#### Task brief
Word for word, the data below must be repeated in full; no picture is to be included.

Data records:

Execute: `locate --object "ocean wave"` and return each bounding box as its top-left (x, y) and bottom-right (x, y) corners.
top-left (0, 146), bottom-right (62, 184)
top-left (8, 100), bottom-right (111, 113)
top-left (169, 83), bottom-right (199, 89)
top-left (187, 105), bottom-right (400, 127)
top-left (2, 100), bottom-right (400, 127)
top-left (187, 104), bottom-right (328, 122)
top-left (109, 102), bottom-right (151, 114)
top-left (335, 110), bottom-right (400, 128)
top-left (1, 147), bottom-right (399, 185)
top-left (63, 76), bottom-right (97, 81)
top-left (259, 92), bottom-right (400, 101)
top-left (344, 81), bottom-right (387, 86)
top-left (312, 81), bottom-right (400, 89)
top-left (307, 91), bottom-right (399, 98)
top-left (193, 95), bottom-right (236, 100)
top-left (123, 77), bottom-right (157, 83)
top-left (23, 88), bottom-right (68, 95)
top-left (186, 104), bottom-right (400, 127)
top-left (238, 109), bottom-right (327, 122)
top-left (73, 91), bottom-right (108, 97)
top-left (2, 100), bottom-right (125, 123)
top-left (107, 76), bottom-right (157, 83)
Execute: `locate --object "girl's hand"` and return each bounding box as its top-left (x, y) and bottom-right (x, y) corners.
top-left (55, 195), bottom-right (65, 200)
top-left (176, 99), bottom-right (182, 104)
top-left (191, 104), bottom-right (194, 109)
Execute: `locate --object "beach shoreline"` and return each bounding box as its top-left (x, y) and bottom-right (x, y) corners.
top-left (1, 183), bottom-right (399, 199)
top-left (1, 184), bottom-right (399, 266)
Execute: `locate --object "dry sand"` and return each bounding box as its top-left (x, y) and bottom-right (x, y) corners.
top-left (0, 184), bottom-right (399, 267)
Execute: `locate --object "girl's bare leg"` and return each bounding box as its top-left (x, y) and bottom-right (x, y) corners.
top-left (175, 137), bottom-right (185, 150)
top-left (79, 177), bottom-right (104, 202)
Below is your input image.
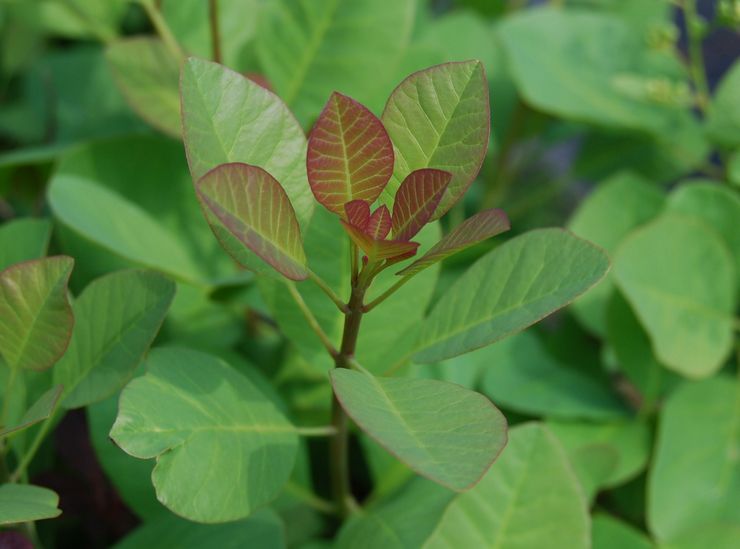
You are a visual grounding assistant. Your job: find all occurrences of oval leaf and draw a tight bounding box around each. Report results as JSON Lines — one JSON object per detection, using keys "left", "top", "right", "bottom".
{"left": 366, "top": 205, "right": 392, "bottom": 240}
{"left": 110, "top": 347, "right": 299, "bottom": 523}
{"left": 414, "top": 229, "right": 610, "bottom": 362}
{"left": 382, "top": 60, "right": 489, "bottom": 219}
{"left": 392, "top": 169, "right": 451, "bottom": 241}
{"left": 307, "top": 92, "right": 394, "bottom": 215}
{"left": 197, "top": 163, "right": 308, "bottom": 281}
{"left": 0, "top": 484, "right": 61, "bottom": 525}
{"left": 397, "top": 208, "right": 509, "bottom": 276}
{"left": 0, "top": 256, "right": 74, "bottom": 371}
{"left": 54, "top": 270, "right": 176, "bottom": 409}
{"left": 345, "top": 199, "right": 371, "bottom": 230}
{"left": 0, "top": 385, "right": 63, "bottom": 439}
{"left": 331, "top": 369, "right": 507, "bottom": 491}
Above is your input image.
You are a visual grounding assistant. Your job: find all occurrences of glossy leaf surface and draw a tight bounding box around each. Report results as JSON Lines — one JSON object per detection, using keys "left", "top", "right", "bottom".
{"left": 0, "top": 256, "right": 74, "bottom": 371}
{"left": 110, "top": 348, "right": 298, "bottom": 523}
{"left": 197, "top": 163, "right": 308, "bottom": 280}
{"left": 331, "top": 369, "right": 506, "bottom": 491}
{"left": 307, "top": 92, "right": 394, "bottom": 215}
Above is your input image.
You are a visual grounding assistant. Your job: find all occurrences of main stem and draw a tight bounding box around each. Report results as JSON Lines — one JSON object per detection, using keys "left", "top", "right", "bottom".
{"left": 330, "top": 283, "right": 365, "bottom": 517}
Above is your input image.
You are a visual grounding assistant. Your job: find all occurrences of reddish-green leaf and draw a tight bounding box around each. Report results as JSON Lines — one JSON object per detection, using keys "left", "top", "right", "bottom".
{"left": 341, "top": 222, "right": 419, "bottom": 262}
{"left": 367, "top": 205, "right": 391, "bottom": 240}
{"left": 307, "top": 92, "right": 394, "bottom": 215}
{"left": 345, "top": 200, "right": 371, "bottom": 229}
{"left": 0, "top": 257, "right": 74, "bottom": 371}
{"left": 392, "top": 169, "right": 451, "bottom": 241}
{"left": 397, "top": 209, "right": 510, "bottom": 276}
{"left": 197, "top": 163, "right": 308, "bottom": 281}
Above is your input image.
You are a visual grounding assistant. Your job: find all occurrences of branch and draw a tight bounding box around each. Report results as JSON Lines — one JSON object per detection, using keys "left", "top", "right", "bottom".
{"left": 285, "top": 281, "right": 339, "bottom": 358}
{"left": 308, "top": 270, "right": 349, "bottom": 313}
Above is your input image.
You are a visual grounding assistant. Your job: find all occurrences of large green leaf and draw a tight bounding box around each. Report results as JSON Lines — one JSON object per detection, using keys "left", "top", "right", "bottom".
{"left": 114, "top": 508, "right": 284, "bottom": 549}
{"left": 480, "top": 331, "right": 628, "bottom": 420}
{"left": 331, "top": 369, "right": 506, "bottom": 491}
{"left": 0, "top": 385, "right": 62, "bottom": 438}
{"left": 498, "top": 7, "right": 692, "bottom": 134}
{"left": 110, "top": 347, "right": 298, "bottom": 523}
{"left": 0, "top": 484, "right": 61, "bottom": 524}
{"left": 106, "top": 37, "right": 181, "bottom": 137}
{"left": 54, "top": 270, "right": 175, "bottom": 409}
{"left": 180, "top": 57, "right": 313, "bottom": 226}
{"left": 706, "top": 59, "right": 740, "bottom": 148}
{"left": 613, "top": 214, "right": 735, "bottom": 378}
{"left": 648, "top": 377, "right": 740, "bottom": 543}
{"left": 423, "top": 423, "right": 589, "bottom": 548}
{"left": 666, "top": 181, "right": 740, "bottom": 289}
{"left": 414, "top": 229, "right": 610, "bottom": 363}
{"left": 0, "top": 218, "right": 51, "bottom": 271}
{"left": 567, "top": 172, "right": 665, "bottom": 336}
{"left": 381, "top": 60, "right": 489, "bottom": 218}
{"left": 197, "top": 163, "right": 308, "bottom": 280}
{"left": 0, "top": 256, "right": 74, "bottom": 371}
{"left": 48, "top": 174, "right": 204, "bottom": 283}
{"left": 592, "top": 513, "right": 653, "bottom": 549}
{"left": 257, "top": 0, "right": 416, "bottom": 125}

#### Solution to this exercise
Execute: `locate --object "ocean wave"` and return each bounding box as its top-left (x, y) and bottom-right (x, y) corners.
top-left (0, 146), bottom-right (62, 184)
top-left (8, 100), bottom-right (111, 113)
top-left (169, 83), bottom-right (199, 89)
top-left (187, 105), bottom-right (400, 127)
top-left (2, 100), bottom-right (400, 127)
top-left (187, 104), bottom-right (328, 122)
top-left (109, 102), bottom-right (151, 114)
top-left (335, 110), bottom-right (400, 128)
top-left (1, 147), bottom-right (399, 185)
top-left (63, 76), bottom-right (97, 81)
top-left (259, 92), bottom-right (400, 101)
top-left (344, 81), bottom-right (387, 86)
top-left (312, 81), bottom-right (400, 89)
top-left (307, 91), bottom-right (399, 98)
top-left (193, 95), bottom-right (236, 100)
top-left (123, 77), bottom-right (157, 83)
top-left (23, 88), bottom-right (68, 95)
top-left (186, 104), bottom-right (400, 127)
top-left (238, 109), bottom-right (327, 122)
top-left (73, 91), bottom-right (108, 97)
top-left (2, 100), bottom-right (125, 123)
top-left (107, 76), bottom-right (157, 83)
Execute: `locate --object "girl's hand"` and return each bounding box as its top-left (x, y) and bottom-right (x, y) corners.
top-left (55, 195), bottom-right (65, 200)
top-left (176, 99), bottom-right (182, 104)
top-left (191, 104), bottom-right (194, 109)
Execute: `locate --object "beach shoreline"` and return each bounding box as its top-left (x, y) and bottom-right (x, y) corners.
top-left (1, 183), bottom-right (399, 199)
top-left (1, 184), bottom-right (399, 266)
Execute: `locate --object "dry sand"` and return each bounding box as its top-left (x, y) and bottom-right (x, y) corners.
top-left (0, 184), bottom-right (399, 267)
Execute: `locate --object "girl's bare leg"` and return each bounding box as its top-left (x, y) and bottom-right (x, y) corners.
top-left (175, 137), bottom-right (185, 150)
top-left (79, 177), bottom-right (104, 202)
Below is your input image.
You are a visual grounding assistant. Your job: find all occurrences of oval leaf and draw a tight bounding box around each. Report results as JSON Lines — one JSON object per detection, using keys "left", "top", "right", "bottom".
{"left": 366, "top": 205, "right": 392, "bottom": 240}
{"left": 110, "top": 347, "right": 299, "bottom": 523}
{"left": 414, "top": 229, "right": 610, "bottom": 362}
{"left": 382, "top": 60, "right": 489, "bottom": 219}
{"left": 392, "top": 169, "right": 451, "bottom": 241}
{"left": 307, "top": 92, "right": 394, "bottom": 215}
{"left": 197, "top": 163, "right": 308, "bottom": 281}
{"left": 0, "top": 484, "right": 61, "bottom": 525}
{"left": 397, "top": 208, "right": 509, "bottom": 276}
{"left": 0, "top": 256, "right": 74, "bottom": 371}
{"left": 54, "top": 270, "right": 176, "bottom": 409}
{"left": 345, "top": 199, "right": 371, "bottom": 230}
{"left": 0, "top": 385, "right": 63, "bottom": 439}
{"left": 331, "top": 369, "right": 507, "bottom": 491}
Above is your input image.
You are a visual grounding assistant. Your job: find all occurrences of glossy leaf surface and draw a tight bounding box around each. Report results as JSON Lines — one JSON object per detection, using keys "left", "top", "right", "bottom".
{"left": 0, "top": 256, "right": 74, "bottom": 371}
{"left": 110, "top": 348, "right": 298, "bottom": 523}
{"left": 197, "top": 163, "right": 308, "bottom": 280}
{"left": 331, "top": 369, "right": 506, "bottom": 491}
{"left": 307, "top": 92, "right": 394, "bottom": 215}
Above is your input image.
You are a visual grounding assistant. Your job: find all occurrences of main stem and draw a tight bounding box around each. Report results as JSON Lines — one JSON object per detection, using keys "left", "top", "right", "bottom".
{"left": 330, "top": 283, "right": 365, "bottom": 517}
Above is your input image.
You are a visual grounding assistant. Your job: find all occurrences of reddish-green leaf and draw a tight bounding box around each. Report results as JSON Lines — one JSON object per detection, using keys "left", "top", "right", "bottom".
{"left": 341, "top": 222, "right": 419, "bottom": 262}
{"left": 367, "top": 205, "right": 391, "bottom": 240}
{"left": 307, "top": 92, "right": 394, "bottom": 215}
{"left": 345, "top": 200, "right": 371, "bottom": 229}
{"left": 0, "top": 257, "right": 74, "bottom": 371}
{"left": 392, "top": 169, "right": 451, "bottom": 241}
{"left": 397, "top": 209, "right": 510, "bottom": 276}
{"left": 197, "top": 163, "right": 308, "bottom": 281}
Above is your input image.
You are a visual grounding assistant. Your job: find all occurrences of branch and draw a tight bounding box around each. Report results as JSON Lines — one JSON object per detection, using keys "left", "top", "right", "bottom".
{"left": 285, "top": 281, "right": 339, "bottom": 358}
{"left": 308, "top": 270, "right": 349, "bottom": 313}
Above is your input image.
You are a visual grounding assistant. Your job: find all occurrences of large green leaf and draw a tight bounding box around each. Report results as JSON Lines — one JSON object per detection, using keys "left", "top", "right", "bottom".
{"left": 114, "top": 508, "right": 284, "bottom": 549}
{"left": 480, "top": 331, "right": 628, "bottom": 420}
{"left": 331, "top": 369, "right": 506, "bottom": 491}
{"left": 0, "top": 385, "right": 62, "bottom": 438}
{"left": 498, "top": 7, "right": 692, "bottom": 134}
{"left": 110, "top": 347, "right": 298, "bottom": 523}
{"left": 0, "top": 484, "right": 61, "bottom": 524}
{"left": 106, "top": 37, "right": 181, "bottom": 137}
{"left": 54, "top": 270, "right": 175, "bottom": 409}
{"left": 180, "top": 57, "right": 313, "bottom": 226}
{"left": 706, "top": 59, "right": 740, "bottom": 148}
{"left": 613, "top": 214, "right": 735, "bottom": 378}
{"left": 648, "top": 377, "right": 740, "bottom": 543}
{"left": 423, "top": 423, "right": 589, "bottom": 548}
{"left": 666, "top": 181, "right": 740, "bottom": 289}
{"left": 414, "top": 229, "right": 610, "bottom": 363}
{"left": 0, "top": 218, "right": 51, "bottom": 271}
{"left": 567, "top": 172, "right": 665, "bottom": 336}
{"left": 381, "top": 60, "right": 489, "bottom": 218}
{"left": 197, "top": 163, "right": 308, "bottom": 280}
{"left": 0, "top": 256, "right": 74, "bottom": 371}
{"left": 48, "top": 174, "right": 204, "bottom": 283}
{"left": 592, "top": 513, "right": 653, "bottom": 549}
{"left": 257, "top": 0, "right": 416, "bottom": 125}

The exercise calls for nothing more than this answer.